* Start Task inputs *

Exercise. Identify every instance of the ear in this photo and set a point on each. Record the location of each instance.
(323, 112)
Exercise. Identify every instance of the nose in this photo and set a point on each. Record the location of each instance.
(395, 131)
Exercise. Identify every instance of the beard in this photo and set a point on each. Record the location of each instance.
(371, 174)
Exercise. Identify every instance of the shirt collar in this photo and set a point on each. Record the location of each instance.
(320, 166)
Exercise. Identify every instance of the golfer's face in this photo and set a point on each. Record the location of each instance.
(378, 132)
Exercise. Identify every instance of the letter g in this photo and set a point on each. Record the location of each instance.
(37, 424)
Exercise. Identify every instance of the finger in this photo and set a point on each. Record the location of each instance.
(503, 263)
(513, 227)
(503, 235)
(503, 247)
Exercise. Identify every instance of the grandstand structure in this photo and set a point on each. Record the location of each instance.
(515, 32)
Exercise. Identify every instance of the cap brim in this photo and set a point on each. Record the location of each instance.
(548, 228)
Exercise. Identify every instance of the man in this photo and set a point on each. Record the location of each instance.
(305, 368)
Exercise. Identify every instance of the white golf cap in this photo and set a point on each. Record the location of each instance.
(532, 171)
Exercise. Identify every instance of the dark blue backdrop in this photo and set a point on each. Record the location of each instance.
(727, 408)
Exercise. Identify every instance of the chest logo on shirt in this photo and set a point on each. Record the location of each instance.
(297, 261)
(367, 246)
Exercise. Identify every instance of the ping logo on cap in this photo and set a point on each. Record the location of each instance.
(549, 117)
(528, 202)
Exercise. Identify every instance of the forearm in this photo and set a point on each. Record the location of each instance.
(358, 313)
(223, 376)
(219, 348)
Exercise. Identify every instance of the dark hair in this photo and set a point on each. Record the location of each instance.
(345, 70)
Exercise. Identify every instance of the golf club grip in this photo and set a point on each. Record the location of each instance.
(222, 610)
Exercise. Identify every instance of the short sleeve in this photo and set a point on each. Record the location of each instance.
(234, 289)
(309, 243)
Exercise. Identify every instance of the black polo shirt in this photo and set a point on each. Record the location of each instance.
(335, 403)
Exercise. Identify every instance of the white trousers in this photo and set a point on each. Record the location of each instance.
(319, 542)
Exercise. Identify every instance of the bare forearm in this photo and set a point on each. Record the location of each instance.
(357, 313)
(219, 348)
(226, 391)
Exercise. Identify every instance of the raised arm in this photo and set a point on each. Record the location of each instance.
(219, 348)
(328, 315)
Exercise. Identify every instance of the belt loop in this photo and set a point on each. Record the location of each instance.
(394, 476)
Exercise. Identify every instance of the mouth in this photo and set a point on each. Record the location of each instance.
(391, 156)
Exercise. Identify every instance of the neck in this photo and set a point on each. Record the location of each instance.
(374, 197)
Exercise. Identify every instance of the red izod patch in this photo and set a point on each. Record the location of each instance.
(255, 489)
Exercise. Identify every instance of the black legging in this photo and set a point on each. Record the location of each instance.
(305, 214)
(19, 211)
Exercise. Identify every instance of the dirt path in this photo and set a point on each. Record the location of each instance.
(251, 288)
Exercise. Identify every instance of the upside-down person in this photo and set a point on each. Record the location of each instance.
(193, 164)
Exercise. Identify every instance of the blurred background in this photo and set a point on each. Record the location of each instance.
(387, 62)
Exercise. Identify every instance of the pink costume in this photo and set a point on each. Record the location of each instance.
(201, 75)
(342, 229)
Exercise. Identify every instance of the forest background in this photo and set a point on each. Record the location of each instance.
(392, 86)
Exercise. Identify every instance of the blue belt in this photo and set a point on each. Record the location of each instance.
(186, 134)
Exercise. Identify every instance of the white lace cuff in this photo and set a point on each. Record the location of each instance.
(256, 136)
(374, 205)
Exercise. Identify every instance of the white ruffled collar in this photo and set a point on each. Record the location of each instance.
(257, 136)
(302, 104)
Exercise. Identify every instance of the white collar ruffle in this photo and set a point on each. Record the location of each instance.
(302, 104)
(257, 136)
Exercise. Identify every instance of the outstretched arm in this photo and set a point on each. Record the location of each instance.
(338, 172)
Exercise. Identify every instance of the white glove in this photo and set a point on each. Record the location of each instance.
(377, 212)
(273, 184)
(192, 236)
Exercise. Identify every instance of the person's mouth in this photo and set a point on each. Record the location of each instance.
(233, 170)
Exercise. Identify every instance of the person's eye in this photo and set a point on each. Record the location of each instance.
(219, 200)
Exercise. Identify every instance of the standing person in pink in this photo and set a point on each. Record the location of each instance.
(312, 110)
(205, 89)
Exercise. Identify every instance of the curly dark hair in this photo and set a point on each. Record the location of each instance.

* End Task inputs *

*What you have to do*.
Reproduce the data from the line containing "Exercise. Identify every instance of the standing" through the end of the data, substituting "Report" for "Record" and leaving everything else unchanged.

*Answer to the exercise*.
Exercise. Identify every instance of the standing person in pink in this photo and set a point on each. Report the location of each instance.
(312, 110)
(205, 89)
Exercise. Identify every instance of the curly dark hair in this photo and set a point on each. Report the location of each instance.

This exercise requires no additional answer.